§ **Given instruction A**:
Answer these questions from the article on the port blast reconstruction fund:
(i) What is the largest grant a small business can receive under the first program?
(ii) Which three bodies announced the Lebanon Reform, Recovery & Reconstruction Framework?
(iii) According to the World Bank spokeswoman, about how much have donors pledged or committed to the funding facility?

§ **Reading passage**:

Nearly a year after its creation, port blast reconstruction fund launches first project

Nearly a year after its creation, port blast reconstruction fund launches first project

A injured man sits outside a damaged restaurant in Mar Mikhael in the aftermath of the 2020 Beirut port explosion. (Credit: Patrick Baz/AFP)

BEIRUT — More than 15 months after the Beirut port explosion demolished large swathes of the city and nearly a year after a group of international organizations announced the creation of a new fund for reconstruction, officials launched, at a ceremony attended by Prime Minister Najib Mikati and various business dignitaries, the first project to be paid for out of the fund.

Here’s what we know:

    • The program, which will be administered by Kafalat, a financial company that assists small- and medium-sized businesses in Lebanon, will provide grants of up to $25,000 to some 4,300 small businesses within a 5-km radius of the port and with 20 or fewer employees. Thirty percent of the grants are to go to women-owned or led businesses.

    • Last December, the World Bank, United Nations and European Union announced the Lebanon Reform, Recovery & Reconstruction Framework (3RF). The centerpiece of the program is a World Bank-managed financing facility intended to channel donor funds to initiatives that could include repairing damaged businesses, houses and infrastructure, providing assistance for households displaced by the blast and offering technical advice on government reforms.

    • The initiative aimed to raise some $2.58 billion for post-Beirut port explosion recovery and rebuilding costs over 18 months. But payment of some $2 billion of that amount was to be contingent on government reforms, which have largely stalled.

    • The funding has been slow to come in. A World Bank spokeswoman told L’Orient Today that currently about $65 million has been pledged or committed to the funding facility by donors. No money has yet been spent.

§ **Supplied entries**:
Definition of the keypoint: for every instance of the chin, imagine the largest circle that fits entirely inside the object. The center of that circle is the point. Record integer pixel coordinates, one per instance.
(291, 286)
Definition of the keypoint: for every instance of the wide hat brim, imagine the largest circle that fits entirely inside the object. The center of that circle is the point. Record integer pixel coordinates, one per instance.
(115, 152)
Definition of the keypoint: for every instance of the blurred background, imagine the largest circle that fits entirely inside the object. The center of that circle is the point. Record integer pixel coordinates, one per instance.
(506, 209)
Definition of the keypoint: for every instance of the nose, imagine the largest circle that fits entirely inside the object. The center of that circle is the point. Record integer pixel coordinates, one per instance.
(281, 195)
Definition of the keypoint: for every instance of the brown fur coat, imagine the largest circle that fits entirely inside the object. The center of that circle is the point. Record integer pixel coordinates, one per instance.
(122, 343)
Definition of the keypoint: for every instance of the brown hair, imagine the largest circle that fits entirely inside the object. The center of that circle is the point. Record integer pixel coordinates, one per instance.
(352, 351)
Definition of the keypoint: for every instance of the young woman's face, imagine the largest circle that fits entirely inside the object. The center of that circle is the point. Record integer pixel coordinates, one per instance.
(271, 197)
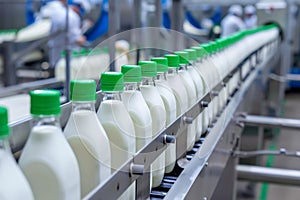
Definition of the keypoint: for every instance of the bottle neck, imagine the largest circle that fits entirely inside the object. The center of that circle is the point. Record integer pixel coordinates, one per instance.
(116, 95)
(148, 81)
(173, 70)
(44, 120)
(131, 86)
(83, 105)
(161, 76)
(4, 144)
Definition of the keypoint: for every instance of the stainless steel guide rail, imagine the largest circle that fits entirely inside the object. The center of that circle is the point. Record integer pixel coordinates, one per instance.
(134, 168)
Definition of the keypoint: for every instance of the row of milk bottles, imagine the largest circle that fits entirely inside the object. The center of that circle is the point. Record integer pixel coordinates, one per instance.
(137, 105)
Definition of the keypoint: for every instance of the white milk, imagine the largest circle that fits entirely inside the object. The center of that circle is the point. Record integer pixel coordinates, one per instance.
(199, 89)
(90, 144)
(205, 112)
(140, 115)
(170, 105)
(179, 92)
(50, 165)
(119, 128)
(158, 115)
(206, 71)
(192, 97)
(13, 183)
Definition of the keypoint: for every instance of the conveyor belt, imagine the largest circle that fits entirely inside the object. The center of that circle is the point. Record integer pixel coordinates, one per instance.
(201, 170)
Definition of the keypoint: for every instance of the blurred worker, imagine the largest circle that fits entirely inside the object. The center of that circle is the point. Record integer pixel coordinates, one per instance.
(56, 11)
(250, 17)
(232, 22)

§ **Given instruction B**:
Select every line of the rows that contains the word "brown".

§ **Full solution A**:
(i) $25,000
(ii) The World Bank, the United Nations and the European Union
(iii) About $65 million

§ **Full solution B**:
Definition of the keypoint: for every instance of the brown fur coat, imagine the largest circle that fits entirely inside the object. The center of that circle is the point. Record integer pixel coordinates, one per instance.
Definition of the keypoint: for every instance of the brown hair, imagine the largest circle that fits entirely inside the object. The center of that circle is the point. Record integer pixel coordinates, one per instance.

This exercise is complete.